→ **TEXT FOR ANALYSIS**:
• • •
A new science museum will open in Washington that hopes to bring the spirit and excitement of science to teens and adults.
/ Source: The Associated Press

Touch a globe and feel climate warming. Search the human genome for sequences of DNA. Learn how scientific advances affect daily life.

A compact new museum under construction in the nation's capital will offer those opportunities and more to visitors starting this spring.

With the goal of sharing the spirit and excitement of science, the Marian Koshland Science Museum is being built by the National Academy of Sciences, just blocks from the city's major museums and monuments.

"We've done everything possible to purge the exhibits of jargon," said designer Tom Bowman. He and exhibit director Peter Schultz stressed that academy scientists worked closely in the development of the exhibits.

The museum is aimed at teens and adults, with three exhibits allowing them to study topics in depth.

When it opens in April, the Science Museum will have a permanent exhibit on the wonders of science and two temporary exhibits, one on climate change and the other on the human genome, the blueprint of life. After about two years the temporary exhibits will travel to other museums around the country and be replaced by other topics.
• • •
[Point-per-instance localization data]

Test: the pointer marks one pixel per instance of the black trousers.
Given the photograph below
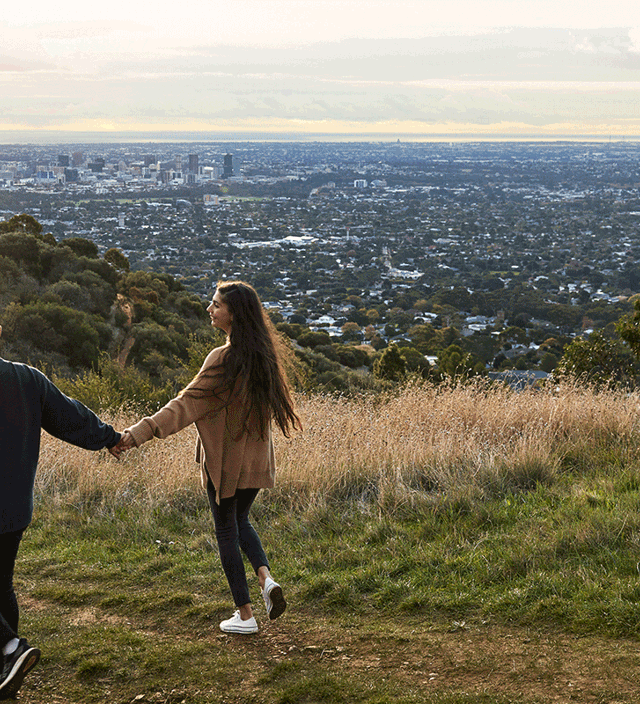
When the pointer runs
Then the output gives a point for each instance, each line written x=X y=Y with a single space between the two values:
x=234 y=532
x=9 y=613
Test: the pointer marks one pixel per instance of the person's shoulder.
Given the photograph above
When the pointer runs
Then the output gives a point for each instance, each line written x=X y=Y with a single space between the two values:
x=215 y=357
x=20 y=369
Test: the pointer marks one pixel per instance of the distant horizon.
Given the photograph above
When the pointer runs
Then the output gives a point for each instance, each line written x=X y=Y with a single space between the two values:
x=52 y=137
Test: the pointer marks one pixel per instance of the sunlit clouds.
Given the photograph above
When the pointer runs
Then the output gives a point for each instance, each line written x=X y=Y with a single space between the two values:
x=310 y=67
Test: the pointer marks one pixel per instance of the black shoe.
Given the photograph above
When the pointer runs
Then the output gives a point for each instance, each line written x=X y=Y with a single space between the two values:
x=16 y=666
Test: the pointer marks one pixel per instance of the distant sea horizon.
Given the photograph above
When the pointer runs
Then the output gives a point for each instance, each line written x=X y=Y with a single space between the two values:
x=44 y=137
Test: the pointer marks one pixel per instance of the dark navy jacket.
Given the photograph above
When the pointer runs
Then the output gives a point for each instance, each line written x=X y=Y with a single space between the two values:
x=29 y=402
• • •
→ **ABOUT THIS EXERCISE**:
Copy the passage of the science museum article that opens with the words containing "With the goal" and closes with "of the exhibits.", substituting "technical language" for "jargon".

→ **EXERCISE OUTPUT**:
With the goal of sharing the spirit and excitement of science, the Marian Koshland Science Museum is being built by the National Academy of Sciences, just blocks from the city's major museums and monuments.

"We've done everything possible to purge the exhibits of technical language," said designer Tom Bowman. He and exhibit director Peter Schultz stressed that academy scientists worked closely in the development of the exhibits.